Exercise objective:
Add 110 to every coordinate in the answers and give all the entries again with every line included, starting at the line that contains "Segment the white" and ending at the last line of the entries.
-- START Provided data --
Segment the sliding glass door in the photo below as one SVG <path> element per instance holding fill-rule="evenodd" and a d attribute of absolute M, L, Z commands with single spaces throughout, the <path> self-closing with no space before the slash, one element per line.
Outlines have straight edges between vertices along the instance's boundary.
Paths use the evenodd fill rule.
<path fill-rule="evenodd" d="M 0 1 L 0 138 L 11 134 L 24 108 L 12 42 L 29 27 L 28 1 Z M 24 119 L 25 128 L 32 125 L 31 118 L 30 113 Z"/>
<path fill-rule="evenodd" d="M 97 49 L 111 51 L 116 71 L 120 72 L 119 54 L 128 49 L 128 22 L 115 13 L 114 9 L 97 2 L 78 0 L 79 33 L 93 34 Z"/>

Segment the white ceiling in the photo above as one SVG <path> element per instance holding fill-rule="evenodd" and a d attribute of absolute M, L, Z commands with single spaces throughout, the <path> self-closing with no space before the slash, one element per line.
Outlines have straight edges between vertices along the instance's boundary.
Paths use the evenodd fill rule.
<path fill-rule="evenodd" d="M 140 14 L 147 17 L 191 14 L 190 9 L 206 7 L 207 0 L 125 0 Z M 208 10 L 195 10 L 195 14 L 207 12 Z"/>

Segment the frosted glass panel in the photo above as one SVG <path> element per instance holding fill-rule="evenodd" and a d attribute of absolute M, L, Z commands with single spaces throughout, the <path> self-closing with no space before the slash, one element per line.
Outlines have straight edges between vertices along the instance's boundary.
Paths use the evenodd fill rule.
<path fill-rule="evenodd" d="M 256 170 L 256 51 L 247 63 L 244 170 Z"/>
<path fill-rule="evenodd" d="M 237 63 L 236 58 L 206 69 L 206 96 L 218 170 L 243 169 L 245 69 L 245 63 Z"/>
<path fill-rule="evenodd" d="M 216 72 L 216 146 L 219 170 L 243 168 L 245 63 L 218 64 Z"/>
-- END Provided data --
Exercise solution:
Segment the white ceiling in the photo above as one SVG <path> element per instance holding fill-rule="evenodd" and a d attribute of absolute M, L, Z commands with single spaces throughout, the <path> self-closing with no space before the slash, one element per line.
Outlines have straight edges between vertices along the instance's boundary.
Paths use the evenodd fill rule.
<path fill-rule="evenodd" d="M 250 124 L 257 127 L 301 124 L 300 119 L 316 117 L 317 110 L 235 110 Z M 318 120 L 305 120 L 305 124 L 317 122 Z"/>

Segment the frosted glass panel in the photo above as one SVG <path> element per instance holding fill-rule="evenodd" and a d attribute of absolute M, L, Z commands with single spaces throughout, the <path> self-closing with no space before the slash, one element per line.
Outlines have straight edges between vertices along the instance's boundary.
Paths use the evenodd fill rule.
<path fill-rule="evenodd" d="M 366 280 L 366 161 L 357 173 L 354 280 Z"/>
<path fill-rule="evenodd" d="M 347 173 L 346 168 L 316 179 L 316 206 L 328 280 L 353 279 L 355 179 L 355 173 Z"/>
<path fill-rule="evenodd" d="M 326 182 L 326 256 L 329 280 L 353 278 L 355 173 L 328 174 Z"/>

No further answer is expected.